§ ACTIVITY LIST:
1. In the fact check about the pandemic and climate change, what position does Alex Hall hold at UCLA?
2. Write the next part of the fact check about the pandemic and climate change, starting after its last sentence.

§ DOCUMENT SECTION:
Content starts

Fact check: The coronavirus pandemic isn’t slowing climate change
By Matthew Brown for USA Today
The claim: Drops in carbon emissions aren’t enough to significantly curb climate change
With the coronavirus pandemic shutting down most global activity, a consequent crash in global carbon emissions has been widely reported.
While analysts agree the historic lockdowns will significantly lower emissions, some environmentalists argue the drop is nowhere near enough.
Carbon accumulation, climate change
"The reported drops in carbon emissions and other greenhouse gases, while helpful, are insufficient to slow climate change,” Alex Hall, a professor of atmospheric and oceanic sciences at UCLA, told USA TODAY.
Because changes in the climate are the result of decades of accumulating greenhouse gases in the atmosphere, one year of slightly falling emissions will not counter long-term effects, Hall said.

Content ends

§ LISTED ENTRIES:

Content starts

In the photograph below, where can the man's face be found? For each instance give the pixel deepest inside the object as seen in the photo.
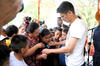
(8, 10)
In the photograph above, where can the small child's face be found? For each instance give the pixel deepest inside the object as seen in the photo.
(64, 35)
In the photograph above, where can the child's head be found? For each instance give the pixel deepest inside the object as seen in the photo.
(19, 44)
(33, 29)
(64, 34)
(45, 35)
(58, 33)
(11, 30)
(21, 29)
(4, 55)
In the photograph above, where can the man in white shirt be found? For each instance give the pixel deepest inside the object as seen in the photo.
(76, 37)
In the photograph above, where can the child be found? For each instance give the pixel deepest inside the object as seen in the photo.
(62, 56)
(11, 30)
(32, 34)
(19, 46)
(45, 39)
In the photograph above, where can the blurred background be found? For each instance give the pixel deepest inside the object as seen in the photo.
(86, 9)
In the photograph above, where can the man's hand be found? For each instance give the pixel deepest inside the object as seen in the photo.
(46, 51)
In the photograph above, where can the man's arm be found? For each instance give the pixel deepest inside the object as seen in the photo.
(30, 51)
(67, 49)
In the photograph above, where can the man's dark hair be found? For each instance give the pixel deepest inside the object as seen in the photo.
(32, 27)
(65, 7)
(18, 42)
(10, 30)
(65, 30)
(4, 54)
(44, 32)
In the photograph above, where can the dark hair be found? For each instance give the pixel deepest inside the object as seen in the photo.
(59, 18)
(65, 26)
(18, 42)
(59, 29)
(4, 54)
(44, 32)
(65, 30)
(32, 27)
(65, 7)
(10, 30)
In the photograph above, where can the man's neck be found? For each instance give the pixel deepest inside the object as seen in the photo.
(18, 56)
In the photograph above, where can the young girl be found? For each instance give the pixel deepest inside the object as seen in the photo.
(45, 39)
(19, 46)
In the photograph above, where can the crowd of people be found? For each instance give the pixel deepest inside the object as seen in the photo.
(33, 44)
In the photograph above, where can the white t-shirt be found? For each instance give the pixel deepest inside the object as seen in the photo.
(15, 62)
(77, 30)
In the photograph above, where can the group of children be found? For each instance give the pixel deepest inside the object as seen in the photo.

Content ends
Content starts

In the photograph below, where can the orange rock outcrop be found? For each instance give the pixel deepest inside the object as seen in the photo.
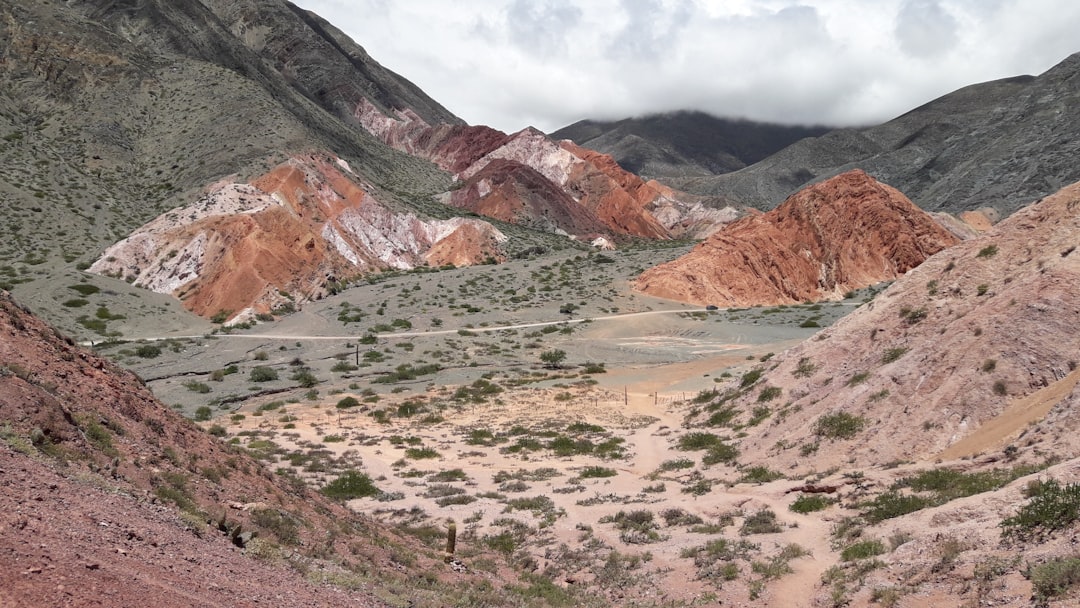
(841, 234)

Content ends

§ RESULTS OF THE TASKS:
1. He is a professor of atmospheric and oceanic sciences.

2.
“Those emissions took place over of the past several decades,” he said. “To affect ongoing and future climate change, the recent emissions drop would have to be sustained over a much longer period than the likely duration of the coronavirus outbreak.”
The current drop in emissions is also not yet detectable in total carbon dioxide concentrations, according to Benjamin Houlton, a professor of environmental science at University of California, Davis. “The challenge is that carbon dioxide has an average lifespan of around 100 years in the atmosphere,” he told USA TODAY.
Emissions would need to drop by more than 25% to see a total drop in the amount of carbon in the atmosphere, and thus slow an annual global rise in temperatures, Houlton explained.